◆ Instructions
[1] Answer these from the passage on pharmaceutical innovation:
(a) Which research center is named as an example of where important innovations come from?
(b) How many people make up the writer's new startup?
(c) How is that startup funded for now?
[2] Pick up the passage on pharmaceutical innovation after its final sentence and carry it forward.

◆ Study text

*** Begin section ***

3) “As it is, most of the important innovations come out of our universities and research centers, like the NIH, funded by governments and foundations”. – As I have said in the past, these contributions are very important in the search for new medicines. But Stiglitz, like many other critics, is either ignorant of the amount of R&D carried out by the biopharmaceutical industry or chooses to minimize that the industry’s applied research is what converts nascent ideas and discoveries to the breakthrough medicines that are continually generated by the industry.
I would be naturally sympathetic to LaMattina’s criticisms due to my free market bias, which stems both from my first experience as an entrepreneur, what I’ve learned studying technological innovation for the past 20 years, and of course what I’ve also learned teaching students how to run innovation-related businesses.

However, his three criticisms have particular salience now that I’ve co-founded a new (pharmaceutical) startup that is a spinoff of my current employer. It is (as he says) a 3-person startup, bootstrap funded for now, trying to bring a breakthrough therapy to market.

*** End section ***

◆ Source material
*** Begin section ***

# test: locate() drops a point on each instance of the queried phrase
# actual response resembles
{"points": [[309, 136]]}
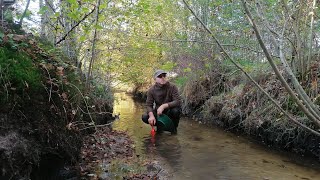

*** End section ***

◆ Replies
[1]
(a) The NIH.
(b) Three people.
(c) It is bootstrap funded.

[2]
My two co-founders and I are working nights and weekends — alongside our regular jobs — to raise funds, validate the science, and try to get something approved by the FDA. We wouldn’t be working so hard (#2) unless there was some possibility of a big return at the end: hypothetically, if we’re each putting $10,000 worth of effort into it each year, then if we have a 10% chance of success then we’d each want a $100k+/p.a. return (actually more given due known entrepreneurial optimism biases).

Of course, we wouldn’t have started down this path without IP. We have to talk to the government, CROs, CMOs, potential investors, industry execs and others to make our idea feasible. We are a tiny company with no full-time employees and minuscule resources: almost anyone we talk to is better equipped to bring this to market than we do. All we have is an idea, a vision and the (patent pending) IP that we hope will allow us an exclusive to bring this to market (if we can overcome all the uncertainties).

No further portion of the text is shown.